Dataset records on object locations
____

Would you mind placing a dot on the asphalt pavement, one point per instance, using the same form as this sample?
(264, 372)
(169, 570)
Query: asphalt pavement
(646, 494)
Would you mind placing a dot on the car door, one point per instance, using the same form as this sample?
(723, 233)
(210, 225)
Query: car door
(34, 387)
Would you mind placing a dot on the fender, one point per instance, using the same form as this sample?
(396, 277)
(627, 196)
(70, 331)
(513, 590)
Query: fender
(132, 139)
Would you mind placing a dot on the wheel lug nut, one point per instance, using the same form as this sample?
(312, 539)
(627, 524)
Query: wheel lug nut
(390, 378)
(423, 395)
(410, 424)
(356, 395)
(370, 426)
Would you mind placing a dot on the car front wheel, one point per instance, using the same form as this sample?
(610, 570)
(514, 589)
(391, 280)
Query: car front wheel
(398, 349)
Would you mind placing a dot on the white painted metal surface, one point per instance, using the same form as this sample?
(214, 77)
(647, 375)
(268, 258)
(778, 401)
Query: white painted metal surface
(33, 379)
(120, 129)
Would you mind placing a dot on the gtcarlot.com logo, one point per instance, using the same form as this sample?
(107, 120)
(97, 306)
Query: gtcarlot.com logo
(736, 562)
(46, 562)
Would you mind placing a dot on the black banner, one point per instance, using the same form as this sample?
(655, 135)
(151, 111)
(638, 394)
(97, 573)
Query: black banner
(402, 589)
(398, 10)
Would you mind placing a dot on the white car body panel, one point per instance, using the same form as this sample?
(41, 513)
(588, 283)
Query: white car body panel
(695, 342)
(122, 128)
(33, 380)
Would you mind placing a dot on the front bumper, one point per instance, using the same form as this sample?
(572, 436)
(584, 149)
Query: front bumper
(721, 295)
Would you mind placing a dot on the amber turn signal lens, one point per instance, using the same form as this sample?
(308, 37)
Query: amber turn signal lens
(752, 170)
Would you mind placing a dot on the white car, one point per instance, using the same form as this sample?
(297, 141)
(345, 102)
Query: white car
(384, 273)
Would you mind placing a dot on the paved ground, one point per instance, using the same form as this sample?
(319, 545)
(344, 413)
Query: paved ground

____

# Exercise brief
Copy out every line of the records above without changing a single character.

# Result of the task
Would you mind placing a dot on the asphalt pavement, one point per instance, using the same form as this sample?
(264, 372)
(169, 570)
Query: asphalt pavement
(646, 494)
Would you mind placing a dot on the car door, one point per instance, using the same form as this sample?
(723, 233)
(210, 225)
Query: car door
(34, 387)
Would you mind placing a dot on the fender, one point per instance, using the same form as this sample?
(396, 277)
(627, 196)
(70, 331)
(513, 590)
Query: fender
(132, 139)
Would you mind placing a dot on the wheel lug nut, one point per instance, using the same form as this sample?
(312, 539)
(627, 524)
Query: wheel lug nut
(390, 378)
(423, 395)
(410, 424)
(356, 395)
(370, 426)
Would you mind placing a dot on the car front wheel, one point per instance, using the same form as this sample?
(610, 570)
(514, 589)
(391, 280)
Query: car front wheel
(398, 349)
Would you mind placing a dot on the white painted metal surface, one point per instance, using the same form as this sample?
(214, 77)
(647, 375)
(268, 258)
(778, 401)
Query: white painted metal surface
(33, 379)
(120, 129)
Would you mind placing a dot on the gtcarlot.com logo, one point per instance, using the same form as this sample?
(107, 120)
(97, 306)
Query: gtcarlot.com logo
(736, 562)
(46, 562)
Would you mind placing a dot on the black banner, one point per instance, using the same form as this sample?
(655, 135)
(151, 111)
(638, 394)
(97, 573)
Query: black banner
(402, 589)
(398, 10)
Would you mind placing a dot on the white car body panel, one point per instance, using the same form as this sample?
(41, 513)
(588, 283)
Query: white car body panel
(695, 342)
(122, 128)
(33, 380)
Would you mind placing a dot on the front bumper, one point per instance, using the same form as this sample?
(572, 436)
(584, 149)
Query: front bumper
(721, 295)
Would you mind placing a dot on the amber turn signal lens, one point per instance, using the same form as this sample?
(308, 37)
Query: amber turn signal lens
(752, 170)
Would you mind placing a dot on the white car, one point per instance, using the same form as this sample?
(297, 141)
(345, 102)
Query: white car
(384, 273)
Would you mind placing a dot on the paved ground, one point per instance, using the same form as this sample?
(319, 545)
(344, 413)
Query: paved ground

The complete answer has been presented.